→ **TEXTE RETENU**:
──────────
Monsieur le président, mesdames et messieurs les députés, je vous remercie pour cette invitation à débattre de la transition écologique et environnementale, dans un contexte que nous pensions ne pas avoir à connaître et qui, par les drames que nous traversons, nous invite à repenser l'équilibre entre activité humaine et environnement, et à retrouver un espace de progression de nos activités, une évolution des modes de vie, des façons de produire, de consommer qui préservent ces enjeux environnementaux dont dépendent, on ne le sait que trop en ce moment, notre qualité de vie, notre santé, notre souveraineté et la disponibilité des ressources qui font notre quotidien.
Cette prise de conscience doit nous permettre aujourd'hui de dépasser ce que nous avons trop longtemps connu, une certaine forme de déni, de difficulté à affronter la violence des impacts de nos activités sur l'environnement. Nous avons aujourd'hui les moyens de réels changements, des changements ô combien nécessaires, qui ne sont pas faciles, qui nécessitent une concertation, un dialogue, afin de trouver ensemble toutes les chances qui résident dans ces changements.
Une première cohérence est à trouver dans notre action publique, entre nos différentes politiques. On voit aujourd'hui que la question est systémique. Il nous a d'abord fallu apprendre à toujours plus décloisonner nos réflexions, nos politiques, pour trouver cette cohérence entre les questions de santé, d'éducation, les questions énergétiques, de préservation de la biodiversité et des ressources essentielles au quotidien des Français. Ces questions nous ont invités à repenser la transition énergétique dans sa dimension solidaire et socialement équitable, c'est-à-dire en tenant compte de l'acceptabilité et de l'accessibilité de ces solutions pour tous les Français et, plus largement, d'un bout à l'autre du monde, puisque des actions, des actes, des pratiques, ici en France ou à l'autre bout du monde, ont des effets globaux sur la situation environnementale.
Nous avons su prendre des décisions difficiles, que beaucoup d'autres avaient préféré laisser à leurs successeurs le soin de prendre. Des décisions comme celles relatives à Notre-Dame-des-Landes, EuropaCity ou Montagne d'or sont emblématiques du fait que les transitions à l'œuvre nous obligent à trouver ces équilibres entre les impacts humains, économiques, sociaux et environnementaux.
──────────
→ **Données de segmentation**:

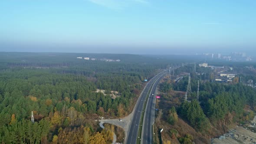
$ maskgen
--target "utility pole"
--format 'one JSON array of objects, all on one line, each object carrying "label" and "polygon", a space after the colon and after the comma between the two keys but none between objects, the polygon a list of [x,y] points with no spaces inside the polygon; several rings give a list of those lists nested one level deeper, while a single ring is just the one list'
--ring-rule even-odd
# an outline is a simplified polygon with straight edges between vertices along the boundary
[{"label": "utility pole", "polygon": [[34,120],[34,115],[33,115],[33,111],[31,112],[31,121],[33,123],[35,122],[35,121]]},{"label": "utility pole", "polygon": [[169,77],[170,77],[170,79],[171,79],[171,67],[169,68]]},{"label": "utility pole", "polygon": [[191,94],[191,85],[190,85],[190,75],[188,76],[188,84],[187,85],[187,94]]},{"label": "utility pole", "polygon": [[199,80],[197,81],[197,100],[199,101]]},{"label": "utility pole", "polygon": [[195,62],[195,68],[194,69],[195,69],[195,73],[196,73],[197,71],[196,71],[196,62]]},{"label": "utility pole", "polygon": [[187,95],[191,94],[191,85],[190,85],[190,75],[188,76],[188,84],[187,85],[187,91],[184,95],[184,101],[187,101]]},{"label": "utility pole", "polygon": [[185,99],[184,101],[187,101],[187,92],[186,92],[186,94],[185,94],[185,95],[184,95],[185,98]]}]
──────────
→ **SÉRIE D'EXERCICES**:
- a) Selon le discours, quelles décisions sont emblématiques des équilibres imposés par les transitions en cours ?
- b) Reproduisez fidèlement le passage du discours situé entre « Cette prise de » et « dans ces changements. », bornes comprises.
Les enregistrements n'ont aucun rôle ici.

→ **RÉPONSES AUX EXERCICES**:
- a) Celles relatives à Notre-Dame-des-Landes, EuropaCity et Montagne d'or.

- b)
Cette prise de conscience doit nous permettre aujourd'hui de dépasser ce que nous avons trop longtemps connu, une certaine forme de déni, de difficulté à affronter la violence des impacts de nos activités sur l'environnement. Nous avons aujourd'hui les moyens de réels changements, des changements ô combien nécessaires, qui ne sont pas faciles, qui nécessitent une concertation, un dialogue, afin de trouver ensemble toutes les chances qui résident dans ces changements.